Passage =
— Begin —
Serradella saves $90/ha

Jo FulwoodCountryman

With almost a 1t/ha of plant biomass at this early stage in the season, Margarita serradella crops are looking the goods on the Brookton property of Colin and Anna Butcher.

But according to Mr Butcher, what is happening beneath the soil is even more important to his overall cropping program.

He estimates the use of both Margarita serradella and biserrula pastures can save him up to $90/ha in nitrogen costs, which in lean years makes all the difference when it comes to farm profitability.

A field day at the Butcher property in Brookton last week, run by the Department of Agriculture and Food in conjunction with Murdoch University, demonstrated how both serradella and biserrula crops, while being a highly nutritious feed supplement, can also reduce business risk and improve soil fertility.

Mr Butcher first planted biserrula three years ago, and serradella four years ago, and said the self- regenerating legumes were now an integral part of his cropping rotation.

“In essence, we are growing our own nitrogen for our cropping program, that is the No. 1 priority for our business,” he said.

“But another positive outcome is that we have high-quality sheep feed that enables us to run a low-cost profitable sheep flock as part of the business.”

The Butchers run a 3500 Dorper flock, which are now in prime condition after the unseasonal wet weather throughout late March and April.

But Mr Butcher said the hard-seeded serradellas and biserrulas would cope well in dryer autumns, where they could withstand a false break.

Fifteen GRDC-funded trials have been run throughout the cropping region over the past four years looking at the value of serradellas and biserrulas to subsequent wheat crops.
— End —
Given information =
— Begin —
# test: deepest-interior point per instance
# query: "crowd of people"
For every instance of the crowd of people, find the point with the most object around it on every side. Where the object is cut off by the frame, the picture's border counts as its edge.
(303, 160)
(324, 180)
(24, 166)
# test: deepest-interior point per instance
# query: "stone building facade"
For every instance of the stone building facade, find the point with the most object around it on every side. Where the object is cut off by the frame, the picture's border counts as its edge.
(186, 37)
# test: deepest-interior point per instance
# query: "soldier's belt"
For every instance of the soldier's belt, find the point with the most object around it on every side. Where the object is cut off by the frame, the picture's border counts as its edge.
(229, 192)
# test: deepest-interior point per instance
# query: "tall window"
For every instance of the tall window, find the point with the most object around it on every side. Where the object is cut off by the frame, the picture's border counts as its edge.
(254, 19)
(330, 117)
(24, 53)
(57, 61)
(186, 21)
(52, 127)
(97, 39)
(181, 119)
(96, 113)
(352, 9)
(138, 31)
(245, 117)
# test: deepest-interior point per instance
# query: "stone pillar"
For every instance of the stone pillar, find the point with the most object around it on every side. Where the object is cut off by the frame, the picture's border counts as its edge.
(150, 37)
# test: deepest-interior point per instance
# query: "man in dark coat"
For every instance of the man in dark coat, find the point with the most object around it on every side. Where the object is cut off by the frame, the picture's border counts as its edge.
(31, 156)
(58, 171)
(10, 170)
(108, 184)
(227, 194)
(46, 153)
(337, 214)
— End —
What to work on =
- A) Answer these questions using the serradella article:
(i) How much does Mr Butcher estimate the serradella and biserrula pastures can save him in nitrogen costs?
(ii) How many years ago did he first plant biserrula?
(iii) How many GRDC-funded trials have been run on the value of these legumes to later wheat crops?
- B) Sum up the serradella article in two sentences.
- C) Carry on the serradella article from its last sentence.

Answers in order =
- A)
(i) Up to $90/ha.
(ii) Three years ago.
(iii) Fifteen.

- B) Colin and Anna Butcher grow Margarita serradella and biserrula pastures on their Brookton property, and Mr Butcher estimates these pastures save him up to $90/ha in nitrogen costs while also giving high-quality feed for their 3500 Dorper flock. A field day run by the Department of Agriculture and Food with Murdoch University showed how these legumes can reduce business risk and improve soil fertility, and fifteen GRDC-funded trials have looked at their value to later wheat crops.

- C)
These trials have demonstrated that, apart from the five units of nitrogen applied upfront at seeding time, nitrogen application becomes unnecessary, at least for the first year after the use of legume pasture such as serradella or biserrula.

DAFWA senior research scientist Angelo Loi said this year’s magnificent Margarita serradella crop on the Butcher property would set the business up well in terms of soil nitrogen for several years.

He said the crops also provided excellent high-quality stock feed during the autumn period when availability of feedstocks were low or just crop stubble.

“The Butchers are now able to run sheep at almost double the stocking rate for the area because of these pastures crops, and the sheep are in incredible condition for this time of the year,” he said.

Mr Loi said even farm businesses without stock should consider pastures as a break crop for nitrogen production.

“On most farming properties, some of the paddocks are usually left in fallow,” he said.

“In some scenarios, you can’t or don’t plant a legume, so the serradella and biserrula pastures are an excellent option to improve soil fertility for subsequent cereal crops.”

According to ALOSCA Technologies general manager Chris Poole, a dry granular inoculant should be applied to a hard-seeded summer-sown pasture crop.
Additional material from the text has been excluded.